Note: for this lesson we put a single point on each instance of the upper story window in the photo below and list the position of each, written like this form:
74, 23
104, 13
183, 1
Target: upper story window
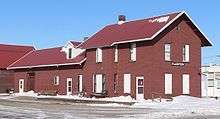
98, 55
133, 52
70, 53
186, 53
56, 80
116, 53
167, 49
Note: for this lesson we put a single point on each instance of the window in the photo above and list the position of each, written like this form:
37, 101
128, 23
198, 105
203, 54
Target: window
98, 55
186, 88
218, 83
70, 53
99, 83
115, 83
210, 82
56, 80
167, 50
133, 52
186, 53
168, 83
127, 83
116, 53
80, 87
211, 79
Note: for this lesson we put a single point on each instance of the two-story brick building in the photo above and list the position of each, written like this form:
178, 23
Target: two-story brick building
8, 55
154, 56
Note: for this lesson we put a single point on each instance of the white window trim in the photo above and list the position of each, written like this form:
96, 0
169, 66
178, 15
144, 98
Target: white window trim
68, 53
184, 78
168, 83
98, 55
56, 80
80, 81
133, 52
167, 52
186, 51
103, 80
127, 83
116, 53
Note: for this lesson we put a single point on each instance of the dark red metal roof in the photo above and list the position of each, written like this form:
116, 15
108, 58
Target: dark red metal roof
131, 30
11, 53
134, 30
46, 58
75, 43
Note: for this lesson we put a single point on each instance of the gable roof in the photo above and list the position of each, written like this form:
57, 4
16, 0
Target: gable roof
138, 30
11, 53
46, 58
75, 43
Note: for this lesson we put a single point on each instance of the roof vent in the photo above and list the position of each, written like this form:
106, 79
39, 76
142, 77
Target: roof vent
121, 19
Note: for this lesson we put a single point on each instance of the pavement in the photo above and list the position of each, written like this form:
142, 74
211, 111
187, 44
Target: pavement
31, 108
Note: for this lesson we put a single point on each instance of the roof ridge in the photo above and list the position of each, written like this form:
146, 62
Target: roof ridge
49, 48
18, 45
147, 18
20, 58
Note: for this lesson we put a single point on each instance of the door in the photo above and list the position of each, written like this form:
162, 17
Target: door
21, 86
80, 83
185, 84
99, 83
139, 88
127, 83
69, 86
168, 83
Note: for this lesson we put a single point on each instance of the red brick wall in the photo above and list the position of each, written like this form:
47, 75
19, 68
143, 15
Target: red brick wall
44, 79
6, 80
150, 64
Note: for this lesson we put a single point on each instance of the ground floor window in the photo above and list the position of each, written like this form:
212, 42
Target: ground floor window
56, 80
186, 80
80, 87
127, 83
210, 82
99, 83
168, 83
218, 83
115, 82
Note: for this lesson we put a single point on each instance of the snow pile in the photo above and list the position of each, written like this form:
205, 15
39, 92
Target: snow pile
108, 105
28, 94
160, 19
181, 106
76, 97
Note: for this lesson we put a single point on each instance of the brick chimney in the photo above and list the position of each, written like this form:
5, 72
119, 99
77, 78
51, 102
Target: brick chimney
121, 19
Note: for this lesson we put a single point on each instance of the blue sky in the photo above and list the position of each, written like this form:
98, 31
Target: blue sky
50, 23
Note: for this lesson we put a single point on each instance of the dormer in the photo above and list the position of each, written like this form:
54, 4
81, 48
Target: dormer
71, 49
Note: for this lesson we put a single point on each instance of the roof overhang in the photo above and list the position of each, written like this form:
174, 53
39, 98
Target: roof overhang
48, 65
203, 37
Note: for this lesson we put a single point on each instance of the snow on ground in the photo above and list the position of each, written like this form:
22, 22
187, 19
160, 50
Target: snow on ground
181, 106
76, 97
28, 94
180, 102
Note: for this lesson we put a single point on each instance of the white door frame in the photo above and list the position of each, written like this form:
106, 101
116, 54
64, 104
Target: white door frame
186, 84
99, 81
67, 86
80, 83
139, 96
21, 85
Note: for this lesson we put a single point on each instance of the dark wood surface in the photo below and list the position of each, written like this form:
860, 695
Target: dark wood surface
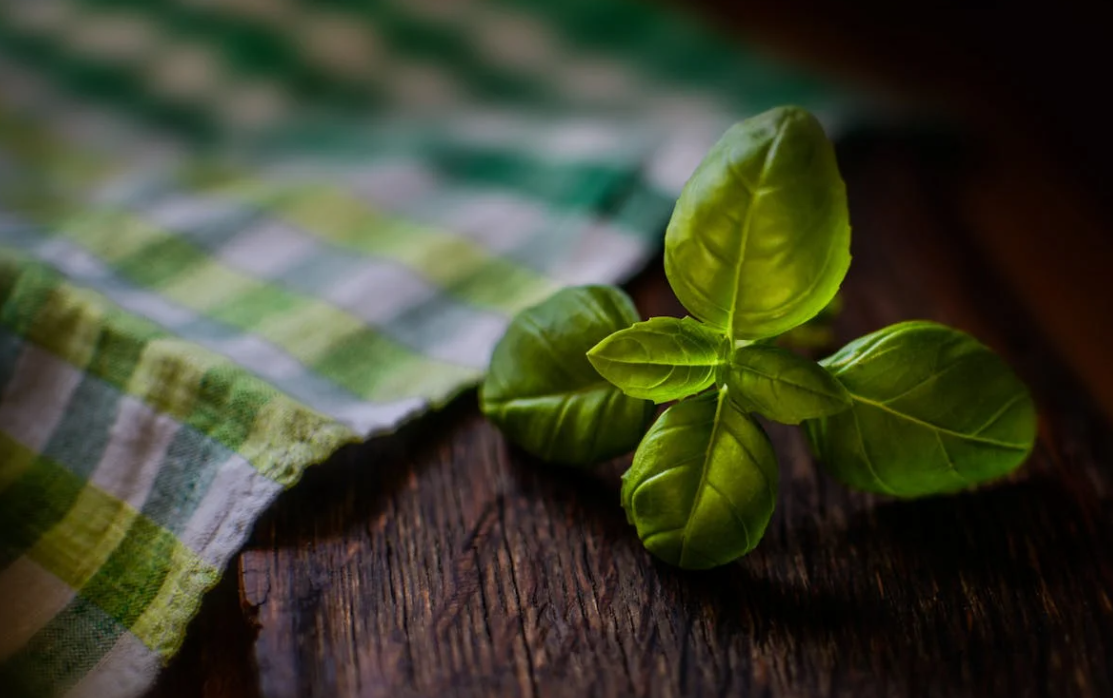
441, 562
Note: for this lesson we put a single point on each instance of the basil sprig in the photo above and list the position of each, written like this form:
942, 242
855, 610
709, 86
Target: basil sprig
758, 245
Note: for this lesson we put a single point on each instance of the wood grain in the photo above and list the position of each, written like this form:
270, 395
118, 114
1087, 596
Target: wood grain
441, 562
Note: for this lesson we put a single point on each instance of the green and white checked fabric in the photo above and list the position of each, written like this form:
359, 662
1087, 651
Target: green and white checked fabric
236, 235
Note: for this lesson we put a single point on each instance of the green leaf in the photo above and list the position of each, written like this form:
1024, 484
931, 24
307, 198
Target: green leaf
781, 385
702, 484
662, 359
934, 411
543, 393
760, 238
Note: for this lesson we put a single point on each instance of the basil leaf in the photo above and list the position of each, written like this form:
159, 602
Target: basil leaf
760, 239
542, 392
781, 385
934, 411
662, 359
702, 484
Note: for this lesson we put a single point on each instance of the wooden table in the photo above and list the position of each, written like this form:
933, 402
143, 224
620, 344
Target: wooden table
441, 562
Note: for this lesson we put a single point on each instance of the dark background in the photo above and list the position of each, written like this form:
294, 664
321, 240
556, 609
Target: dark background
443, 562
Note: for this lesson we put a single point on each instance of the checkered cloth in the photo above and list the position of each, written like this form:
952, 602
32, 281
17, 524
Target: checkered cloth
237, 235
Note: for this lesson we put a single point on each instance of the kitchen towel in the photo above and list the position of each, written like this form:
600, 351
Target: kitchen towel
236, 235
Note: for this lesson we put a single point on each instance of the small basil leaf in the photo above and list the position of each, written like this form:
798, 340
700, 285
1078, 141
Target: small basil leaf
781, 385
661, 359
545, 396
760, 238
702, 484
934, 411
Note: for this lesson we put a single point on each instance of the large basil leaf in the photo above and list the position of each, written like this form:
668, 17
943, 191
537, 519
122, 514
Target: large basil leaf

================

Reproduce the records word for word, starting with the line that contains "of the checkered" and continuing through the last line of the records.

» **Solution**
Note: for this lesson we put a single point on each instance of the checkered cloth in the photo above and list the position of each, written like this form:
952, 602
32, 281
17, 524
Target: checkered cloth
237, 235
Note: for this lesson we put a single point on each instance of the kitchen towel in the photo above and list the position of each, written like this form:
600, 351
Target: kitchen towel
236, 235
Note: for this lesson we put a single point on each instance of the small basil leaf in the photo above and list the position of each, written like this form:
798, 340
700, 285
1078, 141
Target: small basil leaf
781, 385
661, 359
545, 396
760, 238
702, 484
934, 411
Note: for this lesson we put a single point on each instance of the large basil leaf in the photo above and list the position of each, written like this form:
668, 17
943, 191
537, 519
122, 514
Target: large basil leaf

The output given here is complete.